▶ _Goal_
Reproduce the lines below, everything from the line containing "Each instance of the drainpipe" down to the line containing "x=232 y=139", and swap "marker" for "keypoint". Leave everything else unchanged.

— start of Supplied records —

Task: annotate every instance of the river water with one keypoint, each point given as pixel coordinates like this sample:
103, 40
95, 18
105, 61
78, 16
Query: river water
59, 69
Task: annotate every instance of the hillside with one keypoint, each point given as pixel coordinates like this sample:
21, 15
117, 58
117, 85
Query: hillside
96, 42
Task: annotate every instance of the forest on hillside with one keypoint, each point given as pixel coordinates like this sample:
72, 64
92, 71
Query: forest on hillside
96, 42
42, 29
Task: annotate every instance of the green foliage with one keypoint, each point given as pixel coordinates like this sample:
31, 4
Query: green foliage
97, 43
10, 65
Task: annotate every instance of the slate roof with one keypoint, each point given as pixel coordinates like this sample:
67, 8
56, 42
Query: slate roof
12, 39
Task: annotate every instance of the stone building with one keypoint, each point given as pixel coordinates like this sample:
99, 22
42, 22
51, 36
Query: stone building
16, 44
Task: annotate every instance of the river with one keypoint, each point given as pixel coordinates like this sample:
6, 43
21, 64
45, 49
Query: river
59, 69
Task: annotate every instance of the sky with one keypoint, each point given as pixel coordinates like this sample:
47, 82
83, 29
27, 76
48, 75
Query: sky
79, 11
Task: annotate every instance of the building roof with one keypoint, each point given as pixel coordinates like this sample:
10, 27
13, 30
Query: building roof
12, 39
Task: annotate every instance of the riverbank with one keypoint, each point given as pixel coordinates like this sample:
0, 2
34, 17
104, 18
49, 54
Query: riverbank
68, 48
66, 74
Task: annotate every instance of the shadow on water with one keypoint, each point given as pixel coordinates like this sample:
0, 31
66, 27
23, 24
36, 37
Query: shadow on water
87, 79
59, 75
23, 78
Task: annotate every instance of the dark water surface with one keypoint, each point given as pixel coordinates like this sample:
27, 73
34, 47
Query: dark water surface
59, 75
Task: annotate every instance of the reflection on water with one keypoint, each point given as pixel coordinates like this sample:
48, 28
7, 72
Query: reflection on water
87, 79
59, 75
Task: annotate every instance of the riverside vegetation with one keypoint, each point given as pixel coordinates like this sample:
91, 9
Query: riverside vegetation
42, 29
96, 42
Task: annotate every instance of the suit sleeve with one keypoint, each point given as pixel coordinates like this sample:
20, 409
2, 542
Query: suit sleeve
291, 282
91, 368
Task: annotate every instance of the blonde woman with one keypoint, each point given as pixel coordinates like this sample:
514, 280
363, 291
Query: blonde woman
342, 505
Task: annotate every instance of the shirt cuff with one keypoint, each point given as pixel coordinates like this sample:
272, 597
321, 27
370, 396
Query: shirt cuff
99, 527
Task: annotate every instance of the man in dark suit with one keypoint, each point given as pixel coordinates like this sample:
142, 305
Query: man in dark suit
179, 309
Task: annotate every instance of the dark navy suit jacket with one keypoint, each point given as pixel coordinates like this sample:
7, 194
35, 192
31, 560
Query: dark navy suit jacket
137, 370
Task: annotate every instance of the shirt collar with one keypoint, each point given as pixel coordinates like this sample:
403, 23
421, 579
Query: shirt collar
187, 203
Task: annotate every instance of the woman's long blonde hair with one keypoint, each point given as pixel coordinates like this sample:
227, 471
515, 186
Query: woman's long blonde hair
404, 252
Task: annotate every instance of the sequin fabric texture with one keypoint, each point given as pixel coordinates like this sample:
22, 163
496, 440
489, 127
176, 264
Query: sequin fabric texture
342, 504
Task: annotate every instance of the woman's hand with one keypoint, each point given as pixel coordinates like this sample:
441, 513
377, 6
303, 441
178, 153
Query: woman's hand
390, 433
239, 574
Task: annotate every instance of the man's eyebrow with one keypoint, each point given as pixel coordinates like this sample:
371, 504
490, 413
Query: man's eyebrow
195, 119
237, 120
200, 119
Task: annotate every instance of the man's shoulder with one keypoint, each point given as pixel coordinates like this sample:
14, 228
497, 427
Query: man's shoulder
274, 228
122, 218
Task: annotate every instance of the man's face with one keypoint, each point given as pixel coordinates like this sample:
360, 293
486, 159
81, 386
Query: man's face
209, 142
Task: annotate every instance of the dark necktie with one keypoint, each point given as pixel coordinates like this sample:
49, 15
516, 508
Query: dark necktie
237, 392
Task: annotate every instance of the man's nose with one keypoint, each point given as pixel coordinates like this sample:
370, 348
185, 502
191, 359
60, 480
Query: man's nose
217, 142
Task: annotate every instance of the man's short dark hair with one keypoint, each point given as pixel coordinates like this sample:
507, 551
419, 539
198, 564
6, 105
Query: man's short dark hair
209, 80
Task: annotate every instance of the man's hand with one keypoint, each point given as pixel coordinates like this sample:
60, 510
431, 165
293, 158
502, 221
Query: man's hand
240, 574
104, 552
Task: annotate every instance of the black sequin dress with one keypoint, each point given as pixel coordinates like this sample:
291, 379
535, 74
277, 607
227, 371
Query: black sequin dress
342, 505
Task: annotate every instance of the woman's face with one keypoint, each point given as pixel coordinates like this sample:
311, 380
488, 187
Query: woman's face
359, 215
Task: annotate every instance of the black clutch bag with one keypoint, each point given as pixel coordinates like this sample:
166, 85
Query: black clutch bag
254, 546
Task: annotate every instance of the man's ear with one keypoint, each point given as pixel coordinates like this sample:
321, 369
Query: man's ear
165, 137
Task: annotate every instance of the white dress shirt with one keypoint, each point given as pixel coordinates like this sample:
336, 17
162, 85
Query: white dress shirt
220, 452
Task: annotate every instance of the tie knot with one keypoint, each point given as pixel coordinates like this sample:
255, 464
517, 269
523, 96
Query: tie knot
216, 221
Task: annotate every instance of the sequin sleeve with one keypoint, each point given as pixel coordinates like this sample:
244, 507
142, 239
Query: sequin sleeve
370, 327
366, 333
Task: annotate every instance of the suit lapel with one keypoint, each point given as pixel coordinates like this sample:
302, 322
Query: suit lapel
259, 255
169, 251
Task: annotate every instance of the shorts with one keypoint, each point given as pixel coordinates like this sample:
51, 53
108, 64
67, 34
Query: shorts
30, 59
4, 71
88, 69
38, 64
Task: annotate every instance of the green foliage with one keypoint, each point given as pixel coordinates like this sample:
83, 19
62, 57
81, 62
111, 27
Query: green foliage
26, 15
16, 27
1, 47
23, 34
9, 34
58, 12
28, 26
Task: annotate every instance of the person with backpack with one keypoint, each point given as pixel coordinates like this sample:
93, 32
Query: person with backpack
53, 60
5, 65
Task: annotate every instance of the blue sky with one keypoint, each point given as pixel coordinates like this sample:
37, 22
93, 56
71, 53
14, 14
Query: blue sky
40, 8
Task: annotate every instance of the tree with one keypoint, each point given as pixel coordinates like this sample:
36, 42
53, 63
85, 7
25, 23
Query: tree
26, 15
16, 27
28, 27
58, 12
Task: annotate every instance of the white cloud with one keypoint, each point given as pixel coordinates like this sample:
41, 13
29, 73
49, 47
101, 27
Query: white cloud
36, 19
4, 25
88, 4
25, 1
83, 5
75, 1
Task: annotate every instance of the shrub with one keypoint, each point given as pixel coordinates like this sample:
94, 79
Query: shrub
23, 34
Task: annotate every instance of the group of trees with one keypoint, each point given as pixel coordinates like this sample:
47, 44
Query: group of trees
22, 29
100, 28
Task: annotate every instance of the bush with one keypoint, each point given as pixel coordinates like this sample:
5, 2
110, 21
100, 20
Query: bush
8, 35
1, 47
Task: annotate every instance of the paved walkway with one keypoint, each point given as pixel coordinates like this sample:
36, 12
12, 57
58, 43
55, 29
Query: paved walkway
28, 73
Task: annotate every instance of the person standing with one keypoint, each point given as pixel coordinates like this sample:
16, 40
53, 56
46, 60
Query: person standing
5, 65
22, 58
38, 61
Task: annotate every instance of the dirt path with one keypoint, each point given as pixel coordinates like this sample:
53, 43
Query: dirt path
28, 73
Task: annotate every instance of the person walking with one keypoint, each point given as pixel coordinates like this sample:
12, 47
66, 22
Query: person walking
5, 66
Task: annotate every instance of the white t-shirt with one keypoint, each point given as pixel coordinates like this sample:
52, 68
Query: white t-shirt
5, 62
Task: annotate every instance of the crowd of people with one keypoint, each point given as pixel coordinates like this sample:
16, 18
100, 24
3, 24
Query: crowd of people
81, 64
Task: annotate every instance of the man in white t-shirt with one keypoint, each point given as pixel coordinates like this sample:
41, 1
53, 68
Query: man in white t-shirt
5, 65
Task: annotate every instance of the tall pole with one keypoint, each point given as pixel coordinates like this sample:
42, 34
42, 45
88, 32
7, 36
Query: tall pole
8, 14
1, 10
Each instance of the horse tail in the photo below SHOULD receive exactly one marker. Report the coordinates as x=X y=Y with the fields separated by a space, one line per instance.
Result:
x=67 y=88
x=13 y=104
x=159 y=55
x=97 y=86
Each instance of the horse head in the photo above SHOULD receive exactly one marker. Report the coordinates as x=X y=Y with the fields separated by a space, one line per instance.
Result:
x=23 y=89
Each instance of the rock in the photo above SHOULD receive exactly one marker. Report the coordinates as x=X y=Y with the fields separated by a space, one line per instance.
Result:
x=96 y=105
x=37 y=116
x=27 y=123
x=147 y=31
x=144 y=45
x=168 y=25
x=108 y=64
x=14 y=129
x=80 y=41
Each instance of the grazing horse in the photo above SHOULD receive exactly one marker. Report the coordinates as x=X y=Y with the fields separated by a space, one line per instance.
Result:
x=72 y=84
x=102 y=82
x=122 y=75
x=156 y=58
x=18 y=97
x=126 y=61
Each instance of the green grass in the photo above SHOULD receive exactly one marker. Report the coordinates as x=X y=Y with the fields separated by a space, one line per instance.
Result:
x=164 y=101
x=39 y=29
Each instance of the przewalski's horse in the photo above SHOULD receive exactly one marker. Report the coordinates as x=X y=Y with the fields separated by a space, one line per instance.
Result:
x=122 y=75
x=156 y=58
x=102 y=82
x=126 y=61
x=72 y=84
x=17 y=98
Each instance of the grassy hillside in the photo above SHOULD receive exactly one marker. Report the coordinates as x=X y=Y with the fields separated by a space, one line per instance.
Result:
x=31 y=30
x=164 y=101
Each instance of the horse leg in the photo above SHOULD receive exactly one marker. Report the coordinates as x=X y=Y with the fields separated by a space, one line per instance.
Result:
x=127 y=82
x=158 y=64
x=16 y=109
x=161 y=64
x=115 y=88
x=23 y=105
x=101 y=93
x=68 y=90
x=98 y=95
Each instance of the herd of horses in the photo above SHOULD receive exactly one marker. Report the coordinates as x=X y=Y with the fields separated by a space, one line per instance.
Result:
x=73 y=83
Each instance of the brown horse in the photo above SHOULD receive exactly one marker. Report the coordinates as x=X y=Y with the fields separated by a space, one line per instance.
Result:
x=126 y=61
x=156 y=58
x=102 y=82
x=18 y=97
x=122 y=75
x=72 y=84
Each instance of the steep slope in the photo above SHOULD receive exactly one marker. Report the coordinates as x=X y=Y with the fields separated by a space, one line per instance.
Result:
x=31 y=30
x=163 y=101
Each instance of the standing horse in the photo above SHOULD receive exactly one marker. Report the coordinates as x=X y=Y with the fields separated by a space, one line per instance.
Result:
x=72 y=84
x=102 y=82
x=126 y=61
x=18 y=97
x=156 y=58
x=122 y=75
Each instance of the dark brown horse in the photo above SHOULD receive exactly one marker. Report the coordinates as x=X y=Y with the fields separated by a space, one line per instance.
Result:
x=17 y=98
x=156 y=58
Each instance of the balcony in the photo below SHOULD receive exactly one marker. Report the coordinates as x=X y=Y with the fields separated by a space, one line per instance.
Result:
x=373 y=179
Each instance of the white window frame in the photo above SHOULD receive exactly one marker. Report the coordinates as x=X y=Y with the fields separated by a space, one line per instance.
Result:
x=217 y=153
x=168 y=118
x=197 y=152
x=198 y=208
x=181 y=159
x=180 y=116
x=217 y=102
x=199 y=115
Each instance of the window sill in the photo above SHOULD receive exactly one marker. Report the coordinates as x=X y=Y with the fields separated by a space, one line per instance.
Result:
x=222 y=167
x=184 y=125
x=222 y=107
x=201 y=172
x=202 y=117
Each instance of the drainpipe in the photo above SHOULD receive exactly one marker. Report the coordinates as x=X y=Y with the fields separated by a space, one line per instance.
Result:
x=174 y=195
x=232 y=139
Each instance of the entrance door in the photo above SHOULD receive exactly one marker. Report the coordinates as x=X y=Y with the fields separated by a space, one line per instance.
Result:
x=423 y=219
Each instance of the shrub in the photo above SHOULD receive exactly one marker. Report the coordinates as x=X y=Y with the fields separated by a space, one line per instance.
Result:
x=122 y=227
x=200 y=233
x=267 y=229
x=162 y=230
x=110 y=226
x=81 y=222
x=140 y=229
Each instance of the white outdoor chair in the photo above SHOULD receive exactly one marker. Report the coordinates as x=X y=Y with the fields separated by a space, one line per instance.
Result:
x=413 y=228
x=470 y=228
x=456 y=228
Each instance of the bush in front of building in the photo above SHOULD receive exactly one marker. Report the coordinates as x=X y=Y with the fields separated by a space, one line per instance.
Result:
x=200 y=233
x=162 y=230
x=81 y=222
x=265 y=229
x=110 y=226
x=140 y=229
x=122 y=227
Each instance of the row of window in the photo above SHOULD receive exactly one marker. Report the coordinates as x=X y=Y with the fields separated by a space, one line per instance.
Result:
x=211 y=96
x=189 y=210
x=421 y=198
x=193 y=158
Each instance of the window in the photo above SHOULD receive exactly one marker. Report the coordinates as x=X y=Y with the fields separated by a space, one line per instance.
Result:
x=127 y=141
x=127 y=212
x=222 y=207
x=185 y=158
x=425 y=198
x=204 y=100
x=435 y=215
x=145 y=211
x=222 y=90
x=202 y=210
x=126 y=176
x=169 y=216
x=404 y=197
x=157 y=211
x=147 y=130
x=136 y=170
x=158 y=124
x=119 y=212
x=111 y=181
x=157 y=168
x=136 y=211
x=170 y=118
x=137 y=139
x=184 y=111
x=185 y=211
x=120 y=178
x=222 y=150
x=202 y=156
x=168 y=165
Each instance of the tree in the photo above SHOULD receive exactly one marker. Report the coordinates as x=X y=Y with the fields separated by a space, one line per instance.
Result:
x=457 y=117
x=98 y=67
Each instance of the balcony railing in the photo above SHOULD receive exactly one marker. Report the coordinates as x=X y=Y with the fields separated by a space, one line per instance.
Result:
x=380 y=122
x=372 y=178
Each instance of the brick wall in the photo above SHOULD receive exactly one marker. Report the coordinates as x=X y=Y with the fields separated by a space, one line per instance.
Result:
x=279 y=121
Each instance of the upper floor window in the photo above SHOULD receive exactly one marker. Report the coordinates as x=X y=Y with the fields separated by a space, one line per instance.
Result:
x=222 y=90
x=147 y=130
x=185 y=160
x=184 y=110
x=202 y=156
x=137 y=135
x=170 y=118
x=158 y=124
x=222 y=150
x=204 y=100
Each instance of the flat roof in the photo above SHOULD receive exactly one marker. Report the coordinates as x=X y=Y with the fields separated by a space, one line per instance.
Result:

— end of Supplied records —

▶ _Answer in full_
Each instance of the drainpipe in the photo above SHOULD receive exactly one keypoint. Report the coordinates as x=X y=Y with the fields separated by a space, one line per instance.
Result:
x=174 y=195
x=232 y=139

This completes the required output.